== DATA TO PROCESS ==
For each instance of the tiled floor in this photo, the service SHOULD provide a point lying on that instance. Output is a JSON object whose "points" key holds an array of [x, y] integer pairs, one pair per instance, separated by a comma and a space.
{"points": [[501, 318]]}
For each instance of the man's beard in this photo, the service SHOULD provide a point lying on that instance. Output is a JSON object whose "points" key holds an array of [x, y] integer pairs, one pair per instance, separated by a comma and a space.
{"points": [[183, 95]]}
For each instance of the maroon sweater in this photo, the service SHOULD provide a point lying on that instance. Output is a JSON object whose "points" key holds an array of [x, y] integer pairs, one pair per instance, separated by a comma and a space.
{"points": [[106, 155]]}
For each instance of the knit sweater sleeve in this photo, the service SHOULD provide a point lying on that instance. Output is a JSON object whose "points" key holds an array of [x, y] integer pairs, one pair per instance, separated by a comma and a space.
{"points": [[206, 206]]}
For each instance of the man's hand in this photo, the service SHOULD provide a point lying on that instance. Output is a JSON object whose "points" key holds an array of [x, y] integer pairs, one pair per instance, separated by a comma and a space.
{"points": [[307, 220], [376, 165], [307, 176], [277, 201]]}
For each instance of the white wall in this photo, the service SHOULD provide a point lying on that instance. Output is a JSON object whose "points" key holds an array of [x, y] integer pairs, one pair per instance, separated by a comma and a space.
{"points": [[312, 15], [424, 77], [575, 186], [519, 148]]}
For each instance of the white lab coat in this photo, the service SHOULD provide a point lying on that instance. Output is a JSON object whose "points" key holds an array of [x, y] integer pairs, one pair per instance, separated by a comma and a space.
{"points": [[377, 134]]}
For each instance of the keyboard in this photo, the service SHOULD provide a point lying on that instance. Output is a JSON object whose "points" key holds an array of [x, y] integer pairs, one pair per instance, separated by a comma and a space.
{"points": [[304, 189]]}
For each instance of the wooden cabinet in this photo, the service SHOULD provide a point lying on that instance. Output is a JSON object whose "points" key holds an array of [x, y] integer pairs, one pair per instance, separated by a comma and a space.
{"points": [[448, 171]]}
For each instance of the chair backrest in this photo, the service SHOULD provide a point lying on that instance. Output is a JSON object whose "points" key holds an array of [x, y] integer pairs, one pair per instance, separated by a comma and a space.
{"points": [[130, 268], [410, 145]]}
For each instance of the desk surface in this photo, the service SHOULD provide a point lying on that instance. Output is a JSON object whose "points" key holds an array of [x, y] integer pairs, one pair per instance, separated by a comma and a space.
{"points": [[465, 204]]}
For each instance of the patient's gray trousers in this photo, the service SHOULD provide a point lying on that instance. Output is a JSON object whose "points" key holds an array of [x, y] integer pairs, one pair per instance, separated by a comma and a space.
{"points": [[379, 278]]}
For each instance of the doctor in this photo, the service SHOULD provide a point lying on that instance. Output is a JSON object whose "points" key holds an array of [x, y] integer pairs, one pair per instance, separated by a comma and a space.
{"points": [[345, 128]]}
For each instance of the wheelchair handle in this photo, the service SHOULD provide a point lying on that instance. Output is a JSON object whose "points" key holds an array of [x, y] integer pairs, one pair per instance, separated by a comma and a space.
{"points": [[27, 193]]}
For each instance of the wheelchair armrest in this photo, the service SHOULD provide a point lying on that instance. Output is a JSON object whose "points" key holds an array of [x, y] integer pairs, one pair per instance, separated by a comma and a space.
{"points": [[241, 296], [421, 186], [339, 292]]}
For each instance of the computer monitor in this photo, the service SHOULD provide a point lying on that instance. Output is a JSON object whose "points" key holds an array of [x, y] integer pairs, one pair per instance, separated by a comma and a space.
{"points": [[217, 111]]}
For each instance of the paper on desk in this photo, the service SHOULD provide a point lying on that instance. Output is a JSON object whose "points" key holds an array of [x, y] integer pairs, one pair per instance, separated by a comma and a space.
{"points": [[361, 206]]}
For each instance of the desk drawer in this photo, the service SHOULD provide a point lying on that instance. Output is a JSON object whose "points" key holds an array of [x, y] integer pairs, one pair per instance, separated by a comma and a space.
===
- EXERCISE AIM: In the entries, find the line containing "For each instance of the wheelchair armrest" and output it and all remaining lines exactly.

- OUTPUT FOR THIS EXERCISE:
For each instance of the wheelchair armrest in this photo, the service SHOULD provide a point lying on that instance. Output is a JSON object whose "points" key holds an array of [x, y] integer pairs, one pair per instance, separated by a comma and a space.
{"points": [[241, 296], [421, 186], [339, 292]]}
For each instance of the computer monitor in this photo, the service SHOULD provide a point lying on that instance. Output is a JSON object whose "points" key holds an array of [x, y] integer pairs, one pair per instance, separated by a comma and a space.
{"points": [[217, 111]]}
For each instance of the paper on desk in this photo, the service SHOULD provide a point lying on that instance. Output is a JSON object whose "points" key holds an array of [x, y] integer pairs, one pair per instance, separated by a comma and a space.
{"points": [[361, 206]]}
For each instance of the desk drawer in this photo, the service SHOULD provide a point lying on that instance. Output is a JSON object whose "points" key holds an array of [x, y] integer pairs, one pair per instance, separated by a comma and a space.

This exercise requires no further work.